SELECTED EXCERPT -
---------------
The segmentation module 210 may select the segment duration taking into account service requirements. For example, shorter segments allow switching between streams to occur quicker, both between unicast and multicast streams, or between different encoded bit rates. However, longer segments are more easily processed by system components, particularly by CDN (Content Delivery Network) nodes, but could cause slower switches between delivery modes and may introduce more end to end latency for live services.
In step 304, the video and audio segments are handled by the packaging module 212. In this example, the output of the packaging module 212 is in a so-called multiplexed format, such as the MPEG-2 Transport Stream as specified in IS 13818-1. MPEG-2 transport streams are often used for delivery of digital television in real time. The packaging module could also output in a so-called non-multiplexed format, such as the ISO Base Media File Format, as specified in IS 14496-12. MP4 fragments could also be output instead.
The MPEG-2 transport stream comprises a number of transport stream packets. Each transport stream packet carries 184 bytes of payload data, prefixed by a 4 byte header. The encoded video and audio segments are carried in the transport stream payloads, where each payload usually carries a single media type—audio, video or subtitle data for example. Typically, several transport stream packets will be required to carry each segment of audio and video. The precise number of transport stream packets required will depend on the duration of each segment of audio and video created by the segmentation module 210. The packaging module 112 will thus outputs multiple transport stream chunks to carry the respective video and audio segments, and with each transport stream chunk comprising a one or more transport stream packets. If MP4 fragments are used, then several MP4 fragments might be used to carry the same segments.
A person skilled in the art will appreciate that the functions performed by the encoders, segmentation module and packaging module can be performed by a single, suitably configured, general video encoder module.
The transport stream chunks are passed to the output interface 214, where they are in turn delivered to the content server 120 in step 306.
In addition, the content generator 102 also generates a manifest file, which describes the encoded content (the transport stream chunks in this example), and how it can be obtained, and also passes this to the content server 104. Under MPEG-DASH, the manifest is referred to as an MPD, Media Presentation Description. Apple's adaptive video streaming technology, HLS (HTTP Live Streaming), provides a manifest in the form of a playlist file (.m3u file).
---------------
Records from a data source
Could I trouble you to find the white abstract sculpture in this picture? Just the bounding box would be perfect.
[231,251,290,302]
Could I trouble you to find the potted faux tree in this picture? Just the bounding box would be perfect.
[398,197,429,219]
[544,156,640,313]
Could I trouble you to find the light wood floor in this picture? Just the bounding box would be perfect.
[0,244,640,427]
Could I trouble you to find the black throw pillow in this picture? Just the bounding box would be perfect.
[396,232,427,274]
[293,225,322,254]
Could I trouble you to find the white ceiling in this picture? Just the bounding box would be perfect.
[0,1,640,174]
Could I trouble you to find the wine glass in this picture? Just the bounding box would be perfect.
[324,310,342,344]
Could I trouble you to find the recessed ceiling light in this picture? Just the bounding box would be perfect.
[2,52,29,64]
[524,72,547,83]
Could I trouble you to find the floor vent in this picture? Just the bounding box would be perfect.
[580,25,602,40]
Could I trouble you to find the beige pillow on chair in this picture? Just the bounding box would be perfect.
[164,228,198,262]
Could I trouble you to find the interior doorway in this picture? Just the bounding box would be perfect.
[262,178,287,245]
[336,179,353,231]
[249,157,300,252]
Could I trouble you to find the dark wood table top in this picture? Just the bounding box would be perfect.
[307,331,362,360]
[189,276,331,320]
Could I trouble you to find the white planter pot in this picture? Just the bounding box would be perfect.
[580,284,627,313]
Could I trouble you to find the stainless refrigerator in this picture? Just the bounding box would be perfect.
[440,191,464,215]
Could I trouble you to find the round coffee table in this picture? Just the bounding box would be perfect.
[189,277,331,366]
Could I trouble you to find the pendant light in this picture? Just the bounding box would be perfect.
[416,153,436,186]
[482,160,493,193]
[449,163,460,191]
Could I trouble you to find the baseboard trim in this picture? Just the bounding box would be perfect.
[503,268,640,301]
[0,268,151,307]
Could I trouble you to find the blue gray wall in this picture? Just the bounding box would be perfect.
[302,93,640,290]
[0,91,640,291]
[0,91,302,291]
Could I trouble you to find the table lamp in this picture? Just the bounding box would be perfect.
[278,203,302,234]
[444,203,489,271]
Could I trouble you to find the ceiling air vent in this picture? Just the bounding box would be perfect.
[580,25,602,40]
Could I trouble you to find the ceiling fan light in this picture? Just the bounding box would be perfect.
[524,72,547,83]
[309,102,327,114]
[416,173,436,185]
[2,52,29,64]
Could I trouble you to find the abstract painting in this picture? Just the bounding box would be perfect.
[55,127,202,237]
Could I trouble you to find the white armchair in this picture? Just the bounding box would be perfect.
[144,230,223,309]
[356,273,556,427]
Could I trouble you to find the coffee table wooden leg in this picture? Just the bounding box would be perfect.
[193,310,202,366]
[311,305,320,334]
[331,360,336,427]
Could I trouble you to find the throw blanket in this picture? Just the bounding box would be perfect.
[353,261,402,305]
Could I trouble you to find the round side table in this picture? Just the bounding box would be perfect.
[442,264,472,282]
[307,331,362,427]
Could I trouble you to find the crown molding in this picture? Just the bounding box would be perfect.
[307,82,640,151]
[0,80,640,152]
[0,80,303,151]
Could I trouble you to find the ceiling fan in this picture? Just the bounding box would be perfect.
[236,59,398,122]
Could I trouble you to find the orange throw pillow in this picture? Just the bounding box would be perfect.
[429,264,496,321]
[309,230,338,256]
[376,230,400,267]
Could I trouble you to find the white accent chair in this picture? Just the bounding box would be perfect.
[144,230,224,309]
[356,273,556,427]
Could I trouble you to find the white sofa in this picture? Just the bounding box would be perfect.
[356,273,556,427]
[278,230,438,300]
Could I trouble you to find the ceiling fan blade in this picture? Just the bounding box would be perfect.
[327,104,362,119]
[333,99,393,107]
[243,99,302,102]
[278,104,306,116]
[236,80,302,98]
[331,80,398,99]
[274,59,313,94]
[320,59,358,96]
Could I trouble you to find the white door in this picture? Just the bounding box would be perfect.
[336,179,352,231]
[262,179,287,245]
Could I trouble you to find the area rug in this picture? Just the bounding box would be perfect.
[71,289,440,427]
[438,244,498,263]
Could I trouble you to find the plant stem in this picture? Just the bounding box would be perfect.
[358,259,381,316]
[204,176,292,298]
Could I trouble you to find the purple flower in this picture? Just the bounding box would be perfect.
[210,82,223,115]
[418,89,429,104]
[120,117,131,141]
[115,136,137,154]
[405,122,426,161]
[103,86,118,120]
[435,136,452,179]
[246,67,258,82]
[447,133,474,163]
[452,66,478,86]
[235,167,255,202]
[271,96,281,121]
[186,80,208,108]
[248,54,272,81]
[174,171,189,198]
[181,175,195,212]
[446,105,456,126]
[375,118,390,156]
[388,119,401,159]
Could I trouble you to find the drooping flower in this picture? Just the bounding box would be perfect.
---------------
DESCRIPTION OF THE TASK - Write the next part of the passage on segmenting and packaging video for streaming, picking up after its last sentence. These records come from a source separate from the passage.

EXERCISE OUTPUT -
As will be described later, the manifest file can be modified by the content server in an example of the invention for signalling a switch to multicast from unicast. The manifest file describes the available bit rates for each transport stream chunk, and where each is located (an address of the location where the chunk is stored in the content server 104). The manifest file is used by a client for unicast streaming.
The content server 120 receives the encoded content in chunks, at an input interface 222, in the form of transport stream chunks, and any associated manifest file, from the content generator 102. The content server 104 comprises an input interface 222, a data store 224 for storing video content, a multicast stream generator 230, switch logic 232, and an output interface 234. The data store 224 may form part of a standard web server, which is able to serve individual transport stream chunks in response to unicast requests via the output interface 234. Content provided by unicast is effectively “pulled” from the web server on request by clients.
The transport stream chunks and manifest file are passed from the input interface 222 to the data store 224, where they are stored. The data store 224 can store multiple manifest files 228, one for each distinct item of video, and video content 226 (in the form of transport stream chunks). As suggested earlier, there can be multiple versions of the same video content, each encoded at different bit rates, which are reflected in an associated manifest file.
The multicast stream generator 230 is responsible for generating multicast streams, which will typically carry multiple transport stream chunks. Multicast streams are “pushed” out to clients.
A client can initiate unicast streaming by first making a request to the content server 104 for the appropriate manifest file associated with the desired content. After receipt of the manifest file, the client can make specific requests for encoded chunks, the transport stream chunks, using the location information associated with each chunk found in the manifest. The requests take the form of HTTP requests for each chunk and are handled by the content server 104, and specifically the web server component. The transport stream chunks are packaged by the web server as standard TCP/IP packets and delivered to the client over the network. The delivery mechanism is thus a reliable one. The client can also request updated manifest files as required from the content server 104. The process will be described in more detail later.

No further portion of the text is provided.